**TAREFA PROPOSTA 1**
De acordo com o trecho sobre Gregório de Matos, em que cidade e em que data morreu o poeta?
**TAREFA PROPOSTA 2**
Transcreva do trecho sobre Gregório de Matos a passagem que começa em "Não é minha" e termina em "por duas datas.".

##### TRECHO DA FONTE #####

Não é minha vontade polemizar sobre datas que considero, no meu ofício de pesquisador e historiador, como já estabelecidas e abonadas; nasceu Gregório de Matos em 1636, em Salvador, Bahia, pois assim pode-se ler e interpretar e fazer aritmética, a partir de um documento com sua assinatura ("Sumários Matrimoniais da Câmara Eclesiástica de Lisboa", Biblioteca Nacional), no qual ele diz ter 25 anos em 1661 na petição para casar em Portugal; morre o poeta em 1695, em Recife, no dia 26 de novembro, seis dias após a chegada à Pernambuco da notícia da morte de Zumbi dos Palmares. Esta é a história natural do poeta, delimitada por duas datas.

##### DADOS #####

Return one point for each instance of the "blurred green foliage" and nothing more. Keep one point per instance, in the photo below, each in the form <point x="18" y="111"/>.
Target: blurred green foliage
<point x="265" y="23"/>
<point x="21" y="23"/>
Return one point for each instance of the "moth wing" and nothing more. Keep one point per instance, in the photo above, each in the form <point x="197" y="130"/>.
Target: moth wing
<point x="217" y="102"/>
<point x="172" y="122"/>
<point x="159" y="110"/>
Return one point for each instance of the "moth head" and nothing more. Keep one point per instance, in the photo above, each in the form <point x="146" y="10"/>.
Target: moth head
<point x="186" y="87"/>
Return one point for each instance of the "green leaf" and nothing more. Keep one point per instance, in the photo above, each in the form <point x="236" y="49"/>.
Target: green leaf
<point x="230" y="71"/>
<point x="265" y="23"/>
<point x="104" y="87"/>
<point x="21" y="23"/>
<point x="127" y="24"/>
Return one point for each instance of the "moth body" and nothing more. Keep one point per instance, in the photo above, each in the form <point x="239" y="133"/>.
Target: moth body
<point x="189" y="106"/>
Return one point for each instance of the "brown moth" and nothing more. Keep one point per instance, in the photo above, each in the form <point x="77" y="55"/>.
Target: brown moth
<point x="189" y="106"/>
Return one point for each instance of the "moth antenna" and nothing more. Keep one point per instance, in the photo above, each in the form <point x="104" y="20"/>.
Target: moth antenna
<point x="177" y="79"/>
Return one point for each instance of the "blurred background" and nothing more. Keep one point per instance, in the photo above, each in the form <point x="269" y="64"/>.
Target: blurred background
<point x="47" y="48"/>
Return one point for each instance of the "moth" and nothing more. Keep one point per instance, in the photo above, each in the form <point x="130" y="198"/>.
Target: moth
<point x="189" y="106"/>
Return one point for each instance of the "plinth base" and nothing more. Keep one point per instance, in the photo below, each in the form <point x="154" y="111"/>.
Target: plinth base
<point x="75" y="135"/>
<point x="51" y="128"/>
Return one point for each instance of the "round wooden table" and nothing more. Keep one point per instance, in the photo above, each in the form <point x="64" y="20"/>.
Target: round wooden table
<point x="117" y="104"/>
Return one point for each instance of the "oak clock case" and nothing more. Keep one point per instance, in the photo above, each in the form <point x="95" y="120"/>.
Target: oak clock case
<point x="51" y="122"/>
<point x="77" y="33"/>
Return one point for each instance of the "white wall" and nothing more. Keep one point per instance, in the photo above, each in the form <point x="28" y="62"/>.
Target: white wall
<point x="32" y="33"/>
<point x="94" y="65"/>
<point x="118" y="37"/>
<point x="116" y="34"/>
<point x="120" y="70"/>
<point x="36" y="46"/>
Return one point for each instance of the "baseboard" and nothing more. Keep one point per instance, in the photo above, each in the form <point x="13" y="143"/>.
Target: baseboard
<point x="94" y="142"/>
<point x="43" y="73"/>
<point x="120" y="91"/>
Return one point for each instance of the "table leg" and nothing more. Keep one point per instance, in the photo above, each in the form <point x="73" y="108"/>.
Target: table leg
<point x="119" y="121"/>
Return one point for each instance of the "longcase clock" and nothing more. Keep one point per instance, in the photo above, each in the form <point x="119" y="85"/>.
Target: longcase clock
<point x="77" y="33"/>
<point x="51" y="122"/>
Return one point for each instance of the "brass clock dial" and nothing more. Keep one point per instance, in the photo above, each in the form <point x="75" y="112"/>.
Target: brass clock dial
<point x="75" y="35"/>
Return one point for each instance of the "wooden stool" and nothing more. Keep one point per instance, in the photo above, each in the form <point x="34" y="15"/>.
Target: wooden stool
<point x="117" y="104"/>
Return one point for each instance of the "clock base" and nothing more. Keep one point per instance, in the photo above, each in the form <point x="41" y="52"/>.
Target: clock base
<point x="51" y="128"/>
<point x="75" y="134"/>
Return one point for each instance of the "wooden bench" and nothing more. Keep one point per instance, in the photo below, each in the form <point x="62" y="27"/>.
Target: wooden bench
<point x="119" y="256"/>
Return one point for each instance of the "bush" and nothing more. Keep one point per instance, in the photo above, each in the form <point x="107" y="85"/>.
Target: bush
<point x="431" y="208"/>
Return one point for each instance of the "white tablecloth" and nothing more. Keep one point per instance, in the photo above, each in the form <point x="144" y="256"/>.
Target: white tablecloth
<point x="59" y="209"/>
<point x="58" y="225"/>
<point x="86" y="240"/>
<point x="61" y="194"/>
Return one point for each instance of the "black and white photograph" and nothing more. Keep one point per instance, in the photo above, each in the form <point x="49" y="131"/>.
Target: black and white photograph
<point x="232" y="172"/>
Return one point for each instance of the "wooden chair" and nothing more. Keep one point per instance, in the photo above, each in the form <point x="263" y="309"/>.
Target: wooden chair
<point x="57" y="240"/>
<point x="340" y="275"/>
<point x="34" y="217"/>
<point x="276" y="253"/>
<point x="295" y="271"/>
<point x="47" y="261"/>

#####

**RESULTADO DA TAREFA 1**
Em Recife, no dia 26 de novembro de 1695.

**RESULTADO DA TAREFA 2**
Não é minha vontade polemizar sobre datas que considero, no meu ofício de pesquisador e historiador, como já estabelecidas e abonadas; nasceu Gregório de Matos em 1636, em Salvador, Bahia, pois assim pode-se ler e interpretar e fazer aritmética, a partir de um documento com sua assinatura ("Sumários Matrimoniais da Câmara Eclesiástica de Lisboa", Biblioteca Nacional), no qual ele diz ter 25 anos em 1661 na petição para casar em Portugal; morre o poeta em 1695, em Recife, no dia 26 de novembro, seis dias após a chegada à Pernambuco da notícia da morte de Zumbi dos Palmares. Esta é a história natural do poeta, delimitada por duas datas.